**Gegeven tekst**.
•••••

Op de stellingen van partijen wordt hierna, voor zover nodig, nader ingegaan.

5.De beoordeling

In conventie
Moet beplanting verwijderd worden?
5.1.
In het onderhavige geschil staat vast dat een deel van de beplanting langs de erfgrens aanwezig is in de zogenaamde ‘verboden zone’. Die zone is ontleend aan artikel 5:42 BW. Met de term ‘verboden zone’ wordt bedoeld de zone waarbinnen, behoudens toestemming van de buurman, geen bomen of heesters mogen voorkomen. Voor bomen is dat een zone van 2 meter tot de erfgrens en voor heesters en heggen een zone van 50 centimeter. [A] vordert [B] te veroordelen om de beplanting in de verboden zone te verwijderen dan wel te verplaatsen naar elders op [B] perceel, buiten de verboden zone.
5.2.
[B] verzet zich tegen verwijdering van de bomen en heggen in de hiervoor genoemde verboden zone, allereerst op grond van verjaring – omdat hij onder verwijzing naar artikel 3:306 BW stelt dat de bomen en heggen ouder zijn dan 20 jaren –, maar ook meer in het algemeen omdat zijn stellingen, ook zoals toegelicht ter zitting, erop neerkomen dat de vordering van [A] tot verwijdering buitensporig is gelet op [B] belang bij behoud van de beplanting aan de erfgrens en [A] belang bij verwijdering. [B] beroept zich in dit verband kennelijk op misbruik van bevoegdheid (artikel 3:13 BW).
5.3.
De kantonrechter stelt voorop dat tussen partijen niet ter discussie staat dat indien beplanting een leeftijd heeft van 20 jaren of hoger, deze mag blijven staan. Omdat partijen dit tot uitgangspunt nemen zal de kantonrechter dat ook doen. Verder zijn partijen het er met elkaar over eens dat – zoals ook blijkt uit de rapportages van de deskundigen die door partijen zijn geraadpleegd – het overgrote deel van de beplanting in de verboden zone ouder is dan 20 jaren. Over de leeftijd van de beplanting bestaat enkel discussie als het gaat om een klein gedeelte van het beplantingsbestand binnen de verboden zone langs de erfgrens, bestaande uit de spar, hulst, laurier, coniferen en een aantal struiken.
5.4.
Ten aanzien van voornoemde selecte groep beplanting, ten aanzien waarvan tussen partijen discussie bestaat over de ouderdom, geldt het volgende.
5.5.
De kantonrechter is van oordeel dat voor deze groep geldt dat, ook als deze niet ouder zouden blijken te zijn dan 20 jaren en ten aanzien van deze beplanting dus geen sprake is van verjaring van de vordering tot verwijdering daarvan, ook in dat geval [A] niet met succes de verwijdering van deze beplanting kan vorderen. Gelet op de hierna te bespreken omstandigheden zou dat namelijk neerkomen op het maken van misbruik van zijn bevoegdheid om verwijdering te vorderen.

•••••

**Opdrachten**.
A – Beantwoord aan de hand van de tekst over de beplanting langs de erfgrens deze vragen:
(i) Hoe breed is de verboden zone voor bomen?
(ii) Welk wetsartikel wordt genoemd bij het beroep op verjaring?
(iii) Vanaf welke leeftijd mag beplanting volgens beide partijen blijven staan?
B – Noem alle soorten beplanting waarover volgens de tekst over de beplanting langs de erfgrens discussie bestaat over de leeftijd.

**Gegevens**.
•••••

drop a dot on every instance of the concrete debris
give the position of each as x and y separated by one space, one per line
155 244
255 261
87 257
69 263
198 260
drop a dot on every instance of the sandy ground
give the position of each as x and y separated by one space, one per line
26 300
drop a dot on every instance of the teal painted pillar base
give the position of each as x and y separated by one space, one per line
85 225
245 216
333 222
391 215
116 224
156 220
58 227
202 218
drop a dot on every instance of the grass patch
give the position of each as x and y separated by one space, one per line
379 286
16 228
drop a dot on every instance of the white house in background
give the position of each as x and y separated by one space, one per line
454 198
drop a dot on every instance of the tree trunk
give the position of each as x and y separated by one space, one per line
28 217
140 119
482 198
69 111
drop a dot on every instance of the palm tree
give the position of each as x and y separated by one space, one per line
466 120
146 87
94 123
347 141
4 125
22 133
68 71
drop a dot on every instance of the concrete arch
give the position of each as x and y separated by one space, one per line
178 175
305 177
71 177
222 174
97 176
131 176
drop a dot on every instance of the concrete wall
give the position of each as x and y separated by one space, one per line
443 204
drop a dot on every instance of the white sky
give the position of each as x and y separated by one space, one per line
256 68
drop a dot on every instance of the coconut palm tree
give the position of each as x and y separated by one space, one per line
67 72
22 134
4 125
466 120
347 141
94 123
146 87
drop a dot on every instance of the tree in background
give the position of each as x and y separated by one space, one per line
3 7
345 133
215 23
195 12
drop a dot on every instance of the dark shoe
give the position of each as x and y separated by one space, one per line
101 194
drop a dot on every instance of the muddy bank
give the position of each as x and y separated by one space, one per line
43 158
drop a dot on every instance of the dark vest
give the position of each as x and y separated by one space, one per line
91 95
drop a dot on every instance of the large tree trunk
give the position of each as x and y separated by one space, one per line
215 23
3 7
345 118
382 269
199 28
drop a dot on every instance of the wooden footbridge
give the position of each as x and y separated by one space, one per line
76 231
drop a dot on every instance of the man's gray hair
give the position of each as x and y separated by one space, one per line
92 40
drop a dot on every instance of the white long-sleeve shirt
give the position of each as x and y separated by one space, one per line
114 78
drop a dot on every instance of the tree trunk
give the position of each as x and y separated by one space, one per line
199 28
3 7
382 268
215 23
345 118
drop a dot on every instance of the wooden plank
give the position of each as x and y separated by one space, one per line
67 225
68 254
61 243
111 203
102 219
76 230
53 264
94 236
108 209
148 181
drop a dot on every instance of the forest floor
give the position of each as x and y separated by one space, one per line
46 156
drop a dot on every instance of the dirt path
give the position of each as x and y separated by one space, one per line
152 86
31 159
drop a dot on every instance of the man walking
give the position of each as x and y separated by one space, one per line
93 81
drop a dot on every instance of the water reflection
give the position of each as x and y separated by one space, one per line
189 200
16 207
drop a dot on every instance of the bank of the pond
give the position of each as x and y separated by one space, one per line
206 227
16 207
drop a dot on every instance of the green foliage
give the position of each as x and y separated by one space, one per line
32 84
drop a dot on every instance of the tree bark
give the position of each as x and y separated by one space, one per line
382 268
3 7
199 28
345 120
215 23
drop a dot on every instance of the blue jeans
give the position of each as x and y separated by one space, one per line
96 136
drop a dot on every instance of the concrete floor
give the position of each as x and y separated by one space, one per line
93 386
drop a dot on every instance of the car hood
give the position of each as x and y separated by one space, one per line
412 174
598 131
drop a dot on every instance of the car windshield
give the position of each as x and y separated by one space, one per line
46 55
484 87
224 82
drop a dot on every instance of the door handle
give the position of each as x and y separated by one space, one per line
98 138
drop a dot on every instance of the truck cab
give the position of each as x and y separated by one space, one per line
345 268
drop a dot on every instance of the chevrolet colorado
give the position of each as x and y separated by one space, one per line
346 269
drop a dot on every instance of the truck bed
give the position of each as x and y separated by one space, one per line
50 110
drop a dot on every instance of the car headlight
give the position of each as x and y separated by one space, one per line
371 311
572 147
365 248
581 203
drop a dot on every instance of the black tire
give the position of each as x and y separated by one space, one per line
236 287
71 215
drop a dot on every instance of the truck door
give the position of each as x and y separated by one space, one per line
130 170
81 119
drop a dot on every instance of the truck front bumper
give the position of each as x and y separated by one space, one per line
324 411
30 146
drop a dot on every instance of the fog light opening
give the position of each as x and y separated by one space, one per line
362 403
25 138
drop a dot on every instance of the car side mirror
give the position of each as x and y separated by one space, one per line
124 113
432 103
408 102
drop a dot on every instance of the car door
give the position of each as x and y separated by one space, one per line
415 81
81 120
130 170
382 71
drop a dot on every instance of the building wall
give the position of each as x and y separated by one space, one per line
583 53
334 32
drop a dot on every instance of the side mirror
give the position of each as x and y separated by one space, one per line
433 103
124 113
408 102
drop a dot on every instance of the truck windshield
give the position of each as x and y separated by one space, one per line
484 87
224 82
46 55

•••••

**Antwoorden**.
A –
(i) 2 meter tot de erfgrens.
(ii) Artikel 3:306 BW.
(iii) Vanaf 20 jaren.

B – De spar, de hulst, de laurier, de coniferen en een aantal struiken.